*WHAT IS NEEDED*
Starting at the line that contains "point: the swimmer in", quote each line exactly through the last line of the entries, both included.

*EXCERPTED RECORDS*
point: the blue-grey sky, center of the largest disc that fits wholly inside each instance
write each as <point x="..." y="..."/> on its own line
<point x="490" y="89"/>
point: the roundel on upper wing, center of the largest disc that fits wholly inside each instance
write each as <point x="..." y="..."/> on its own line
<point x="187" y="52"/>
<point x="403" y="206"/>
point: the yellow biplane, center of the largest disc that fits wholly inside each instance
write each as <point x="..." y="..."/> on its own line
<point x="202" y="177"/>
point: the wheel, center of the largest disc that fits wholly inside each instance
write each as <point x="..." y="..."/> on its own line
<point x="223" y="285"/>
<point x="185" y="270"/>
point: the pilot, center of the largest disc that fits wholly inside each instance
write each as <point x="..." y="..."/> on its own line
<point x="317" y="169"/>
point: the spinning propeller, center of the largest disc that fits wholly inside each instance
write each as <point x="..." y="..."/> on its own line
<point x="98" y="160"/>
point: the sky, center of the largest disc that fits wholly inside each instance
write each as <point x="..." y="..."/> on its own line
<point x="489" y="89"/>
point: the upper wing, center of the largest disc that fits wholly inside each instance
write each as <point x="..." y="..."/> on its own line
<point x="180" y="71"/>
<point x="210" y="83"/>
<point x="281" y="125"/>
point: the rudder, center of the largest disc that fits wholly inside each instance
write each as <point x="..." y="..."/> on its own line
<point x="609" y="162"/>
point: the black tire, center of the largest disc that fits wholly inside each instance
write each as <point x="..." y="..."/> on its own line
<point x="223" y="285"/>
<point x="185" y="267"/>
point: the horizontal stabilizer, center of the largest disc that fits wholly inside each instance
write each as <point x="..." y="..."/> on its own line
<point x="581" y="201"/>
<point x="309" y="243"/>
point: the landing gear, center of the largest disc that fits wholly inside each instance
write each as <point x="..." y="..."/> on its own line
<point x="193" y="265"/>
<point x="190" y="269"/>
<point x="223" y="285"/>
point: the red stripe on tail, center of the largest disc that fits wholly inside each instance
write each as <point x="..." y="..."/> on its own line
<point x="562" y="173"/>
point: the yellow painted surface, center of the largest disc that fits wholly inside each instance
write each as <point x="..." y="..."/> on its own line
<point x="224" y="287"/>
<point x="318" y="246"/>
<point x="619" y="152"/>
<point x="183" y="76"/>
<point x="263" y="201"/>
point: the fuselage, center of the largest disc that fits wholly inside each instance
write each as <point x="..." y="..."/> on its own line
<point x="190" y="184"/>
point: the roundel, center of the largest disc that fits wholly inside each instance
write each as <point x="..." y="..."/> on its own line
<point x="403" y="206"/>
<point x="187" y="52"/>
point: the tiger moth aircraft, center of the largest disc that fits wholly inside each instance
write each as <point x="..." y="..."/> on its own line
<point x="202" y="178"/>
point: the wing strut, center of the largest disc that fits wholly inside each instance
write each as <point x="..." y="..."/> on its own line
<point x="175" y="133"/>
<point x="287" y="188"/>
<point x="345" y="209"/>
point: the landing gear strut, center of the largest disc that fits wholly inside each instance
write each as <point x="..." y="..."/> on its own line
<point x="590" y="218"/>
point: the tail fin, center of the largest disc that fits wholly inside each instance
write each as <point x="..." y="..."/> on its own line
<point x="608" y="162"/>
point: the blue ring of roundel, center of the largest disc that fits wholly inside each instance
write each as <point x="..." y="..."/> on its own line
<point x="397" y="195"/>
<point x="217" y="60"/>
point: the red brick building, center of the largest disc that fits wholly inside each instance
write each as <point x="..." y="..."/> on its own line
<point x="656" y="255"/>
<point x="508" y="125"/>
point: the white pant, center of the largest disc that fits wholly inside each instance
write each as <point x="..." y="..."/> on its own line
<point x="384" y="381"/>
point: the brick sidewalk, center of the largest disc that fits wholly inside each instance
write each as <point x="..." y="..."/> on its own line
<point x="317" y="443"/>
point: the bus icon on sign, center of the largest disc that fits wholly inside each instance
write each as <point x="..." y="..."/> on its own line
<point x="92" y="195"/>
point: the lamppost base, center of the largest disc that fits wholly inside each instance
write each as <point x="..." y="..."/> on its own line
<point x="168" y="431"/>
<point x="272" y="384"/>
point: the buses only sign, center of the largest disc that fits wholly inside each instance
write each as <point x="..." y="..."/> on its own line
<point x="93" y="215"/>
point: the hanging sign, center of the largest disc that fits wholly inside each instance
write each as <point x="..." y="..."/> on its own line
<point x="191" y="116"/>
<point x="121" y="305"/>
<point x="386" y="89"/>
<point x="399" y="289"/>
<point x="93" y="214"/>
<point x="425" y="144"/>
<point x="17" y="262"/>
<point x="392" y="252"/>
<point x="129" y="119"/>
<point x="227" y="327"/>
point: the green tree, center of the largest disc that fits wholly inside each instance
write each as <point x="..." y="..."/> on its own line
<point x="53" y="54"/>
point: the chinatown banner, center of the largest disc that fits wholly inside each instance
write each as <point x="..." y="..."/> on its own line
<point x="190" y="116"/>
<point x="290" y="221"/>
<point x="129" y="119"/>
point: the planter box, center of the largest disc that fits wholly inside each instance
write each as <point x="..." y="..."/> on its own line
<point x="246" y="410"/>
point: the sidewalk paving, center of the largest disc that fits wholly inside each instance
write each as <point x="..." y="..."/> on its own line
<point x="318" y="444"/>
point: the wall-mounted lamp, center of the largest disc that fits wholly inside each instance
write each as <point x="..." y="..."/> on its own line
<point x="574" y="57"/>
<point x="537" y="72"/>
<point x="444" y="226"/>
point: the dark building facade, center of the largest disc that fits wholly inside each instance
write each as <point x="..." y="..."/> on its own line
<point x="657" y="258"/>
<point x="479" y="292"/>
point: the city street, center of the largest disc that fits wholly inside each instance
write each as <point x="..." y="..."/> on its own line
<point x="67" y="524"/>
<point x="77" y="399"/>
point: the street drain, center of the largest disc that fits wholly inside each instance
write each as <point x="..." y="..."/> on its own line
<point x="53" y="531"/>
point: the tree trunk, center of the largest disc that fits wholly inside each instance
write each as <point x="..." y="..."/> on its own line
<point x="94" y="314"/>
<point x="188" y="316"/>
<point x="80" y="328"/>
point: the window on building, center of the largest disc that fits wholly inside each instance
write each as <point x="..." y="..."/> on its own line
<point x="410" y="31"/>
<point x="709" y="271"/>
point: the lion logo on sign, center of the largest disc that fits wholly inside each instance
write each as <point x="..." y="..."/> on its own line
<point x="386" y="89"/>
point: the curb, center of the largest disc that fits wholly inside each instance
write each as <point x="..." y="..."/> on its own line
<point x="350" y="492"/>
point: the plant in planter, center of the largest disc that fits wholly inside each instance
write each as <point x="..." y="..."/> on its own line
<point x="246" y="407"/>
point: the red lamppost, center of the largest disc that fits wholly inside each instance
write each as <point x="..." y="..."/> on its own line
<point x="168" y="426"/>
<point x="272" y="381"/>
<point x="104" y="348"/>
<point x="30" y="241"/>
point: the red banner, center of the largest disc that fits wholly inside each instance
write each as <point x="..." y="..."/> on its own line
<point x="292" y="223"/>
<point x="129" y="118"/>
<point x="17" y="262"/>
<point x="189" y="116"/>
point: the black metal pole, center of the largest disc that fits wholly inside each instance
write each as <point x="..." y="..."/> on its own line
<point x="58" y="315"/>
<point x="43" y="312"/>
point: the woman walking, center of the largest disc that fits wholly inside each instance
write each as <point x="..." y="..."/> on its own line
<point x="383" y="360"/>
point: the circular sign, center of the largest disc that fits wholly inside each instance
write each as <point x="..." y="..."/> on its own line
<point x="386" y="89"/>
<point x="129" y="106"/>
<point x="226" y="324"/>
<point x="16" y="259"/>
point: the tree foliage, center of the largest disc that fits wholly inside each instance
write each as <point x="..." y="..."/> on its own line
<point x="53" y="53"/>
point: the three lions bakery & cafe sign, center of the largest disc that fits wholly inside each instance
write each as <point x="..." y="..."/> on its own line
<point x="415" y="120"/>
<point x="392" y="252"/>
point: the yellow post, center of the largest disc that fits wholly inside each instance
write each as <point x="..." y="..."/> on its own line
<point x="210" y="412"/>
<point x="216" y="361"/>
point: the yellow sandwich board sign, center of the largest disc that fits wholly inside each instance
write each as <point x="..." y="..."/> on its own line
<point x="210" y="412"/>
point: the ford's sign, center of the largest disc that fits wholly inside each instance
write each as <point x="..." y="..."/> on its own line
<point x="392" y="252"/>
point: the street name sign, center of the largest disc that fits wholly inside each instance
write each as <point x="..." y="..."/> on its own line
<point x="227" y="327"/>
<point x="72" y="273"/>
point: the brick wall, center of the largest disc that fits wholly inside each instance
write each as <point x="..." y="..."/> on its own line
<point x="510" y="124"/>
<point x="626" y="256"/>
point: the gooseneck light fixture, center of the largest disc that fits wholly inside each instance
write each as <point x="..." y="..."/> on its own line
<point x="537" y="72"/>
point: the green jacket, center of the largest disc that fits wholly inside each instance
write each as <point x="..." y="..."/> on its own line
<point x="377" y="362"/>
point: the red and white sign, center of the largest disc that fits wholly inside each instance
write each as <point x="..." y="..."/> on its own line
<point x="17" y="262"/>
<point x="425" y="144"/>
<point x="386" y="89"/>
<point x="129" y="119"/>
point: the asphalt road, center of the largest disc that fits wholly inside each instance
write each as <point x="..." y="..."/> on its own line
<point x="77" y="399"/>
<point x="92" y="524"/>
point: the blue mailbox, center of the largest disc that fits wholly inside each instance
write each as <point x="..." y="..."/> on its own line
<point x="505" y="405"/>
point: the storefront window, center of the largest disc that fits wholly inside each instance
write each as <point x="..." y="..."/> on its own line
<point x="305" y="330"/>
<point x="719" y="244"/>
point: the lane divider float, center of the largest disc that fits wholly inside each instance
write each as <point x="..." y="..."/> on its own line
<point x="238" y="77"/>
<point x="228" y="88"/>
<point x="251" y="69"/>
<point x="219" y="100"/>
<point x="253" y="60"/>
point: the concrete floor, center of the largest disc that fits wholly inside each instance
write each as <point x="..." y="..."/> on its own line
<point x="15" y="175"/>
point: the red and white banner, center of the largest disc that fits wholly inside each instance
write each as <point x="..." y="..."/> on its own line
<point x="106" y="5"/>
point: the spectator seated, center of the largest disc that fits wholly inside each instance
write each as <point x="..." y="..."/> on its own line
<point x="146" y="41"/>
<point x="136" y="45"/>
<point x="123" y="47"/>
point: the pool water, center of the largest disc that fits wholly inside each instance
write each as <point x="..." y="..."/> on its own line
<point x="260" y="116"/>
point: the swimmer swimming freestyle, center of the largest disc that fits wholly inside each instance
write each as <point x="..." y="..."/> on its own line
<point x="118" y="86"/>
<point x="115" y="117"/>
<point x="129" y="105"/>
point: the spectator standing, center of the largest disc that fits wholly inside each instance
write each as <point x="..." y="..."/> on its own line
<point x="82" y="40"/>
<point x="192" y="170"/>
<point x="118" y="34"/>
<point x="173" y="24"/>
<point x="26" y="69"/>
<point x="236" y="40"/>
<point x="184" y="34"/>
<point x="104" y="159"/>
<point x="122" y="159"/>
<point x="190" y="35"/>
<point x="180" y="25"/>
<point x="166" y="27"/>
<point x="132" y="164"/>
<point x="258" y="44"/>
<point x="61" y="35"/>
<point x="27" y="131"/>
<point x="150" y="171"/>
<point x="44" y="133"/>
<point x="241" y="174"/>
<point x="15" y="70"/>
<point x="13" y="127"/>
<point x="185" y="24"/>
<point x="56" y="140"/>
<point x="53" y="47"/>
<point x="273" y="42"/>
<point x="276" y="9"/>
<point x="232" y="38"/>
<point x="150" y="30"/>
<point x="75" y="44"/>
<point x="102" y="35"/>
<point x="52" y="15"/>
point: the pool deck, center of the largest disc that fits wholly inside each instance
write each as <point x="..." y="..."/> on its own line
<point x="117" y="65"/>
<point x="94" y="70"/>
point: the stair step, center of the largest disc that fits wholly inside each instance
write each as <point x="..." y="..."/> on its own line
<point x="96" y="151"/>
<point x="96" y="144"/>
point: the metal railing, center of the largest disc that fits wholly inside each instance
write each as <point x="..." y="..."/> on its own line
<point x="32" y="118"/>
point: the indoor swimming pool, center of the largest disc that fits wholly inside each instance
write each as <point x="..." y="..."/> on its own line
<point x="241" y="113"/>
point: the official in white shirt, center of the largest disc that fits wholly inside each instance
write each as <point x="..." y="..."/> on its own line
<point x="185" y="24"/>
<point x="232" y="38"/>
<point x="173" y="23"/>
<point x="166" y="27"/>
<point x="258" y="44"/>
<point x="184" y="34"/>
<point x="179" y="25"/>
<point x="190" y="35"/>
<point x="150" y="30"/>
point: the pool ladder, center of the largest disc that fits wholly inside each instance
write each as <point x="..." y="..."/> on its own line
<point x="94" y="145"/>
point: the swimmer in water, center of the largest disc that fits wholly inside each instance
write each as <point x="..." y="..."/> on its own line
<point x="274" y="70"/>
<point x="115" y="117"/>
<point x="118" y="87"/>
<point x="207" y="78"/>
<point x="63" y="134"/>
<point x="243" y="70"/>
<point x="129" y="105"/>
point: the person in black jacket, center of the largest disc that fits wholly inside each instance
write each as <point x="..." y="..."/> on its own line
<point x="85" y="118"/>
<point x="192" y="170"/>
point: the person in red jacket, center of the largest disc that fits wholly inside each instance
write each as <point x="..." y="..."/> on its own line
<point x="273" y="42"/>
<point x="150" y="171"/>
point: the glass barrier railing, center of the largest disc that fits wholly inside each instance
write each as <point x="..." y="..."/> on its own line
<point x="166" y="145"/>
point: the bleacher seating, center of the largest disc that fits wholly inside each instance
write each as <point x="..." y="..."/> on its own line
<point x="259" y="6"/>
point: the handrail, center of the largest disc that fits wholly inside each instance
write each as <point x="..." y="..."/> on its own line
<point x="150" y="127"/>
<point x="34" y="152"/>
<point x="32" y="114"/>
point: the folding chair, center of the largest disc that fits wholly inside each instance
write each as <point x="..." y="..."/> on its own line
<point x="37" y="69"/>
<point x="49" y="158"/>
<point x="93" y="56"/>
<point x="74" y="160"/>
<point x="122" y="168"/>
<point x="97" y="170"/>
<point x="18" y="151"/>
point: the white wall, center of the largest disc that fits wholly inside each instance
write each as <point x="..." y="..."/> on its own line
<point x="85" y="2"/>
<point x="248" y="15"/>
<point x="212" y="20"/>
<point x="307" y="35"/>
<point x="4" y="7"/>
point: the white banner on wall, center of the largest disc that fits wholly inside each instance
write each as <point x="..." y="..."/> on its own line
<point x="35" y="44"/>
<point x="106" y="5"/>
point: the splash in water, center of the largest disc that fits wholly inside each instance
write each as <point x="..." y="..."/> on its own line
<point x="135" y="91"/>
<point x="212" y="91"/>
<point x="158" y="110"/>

*ANSWER*
point: the swimmer in water, center of the largest disc that fits wholly inside each instance
write each as <point x="..." y="..."/> on its own line
<point x="274" y="70"/>
<point x="115" y="117"/>
<point x="118" y="87"/>
<point x="207" y="78"/>
<point x="63" y="134"/>
<point x="243" y="70"/>
<point x="129" y="105"/>
point: the person in black jacket, center of the largest disc that fits wholly inside each instance
write each as <point x="..." y="..."/> on its own line
<point x="85" y="118"/>
<point x="192" y="170"/>
point: the person in red jacket, center of the largest disc that fits wholly inside each instance
write each as <point x="..." y="..."/> on its own line
<point x="273" y="42"/>
<point x="150" y="171"/>
point: the glass barrier railing, center of the largest disc that fits wholly inside each instance
write each as <point x="..." y="..."/> on its own line
<point x="166" y="145"/>
point: the bleacher seating, center of the largest disc that fits wholly inside each instance
write each as <point x="..." y="..."/> on its own line
<point x="259" y="6"/>
point: the handrail, center of the largest disc that fits wholly inside each instance
write each as <point x="..." y="..."/> on its own line
<point x="150" y="127"/>
<point x="34" y="152"/>
<point x="32" y="114"/>
point: the folding chair, center of the largest disc that fits wholly inside each instance
write each as <point x="..." y="..."/> on its own line
<point x="37" y="69"/>
<point x="49" y="158"/>
<point x="93" y="56"/>
<point x="74" y="160"/>
<point x="122" y="168"/>
<point x="97" y="170"/>
<point x="18" y="151"/>
point: the white wall, center of the largest disc that fits wholly inside each instance
write each as <point x="..." y="..."/> on its own line
<point x="85" y="2"/>
<point x="248" y="15"/>
<point x="212" y="20"/>
<point x="307" y="35"/>
<point x="4" y="7"/>
point: the white banner on wall, center of the largest disc that fits wholly inside each instance
write each as <point x="..." y="..."/> on its own line
<point x="35" y="44"/>
<point x="106" y="5"/>
point: the splash in water, center of the largest disc that fits wholly inside each instance
write each as <point x="..." y="..."/> on its own line
<point x="135" y="91"/>
<point x="212" y="91"/>
<point x="158" y="110"/>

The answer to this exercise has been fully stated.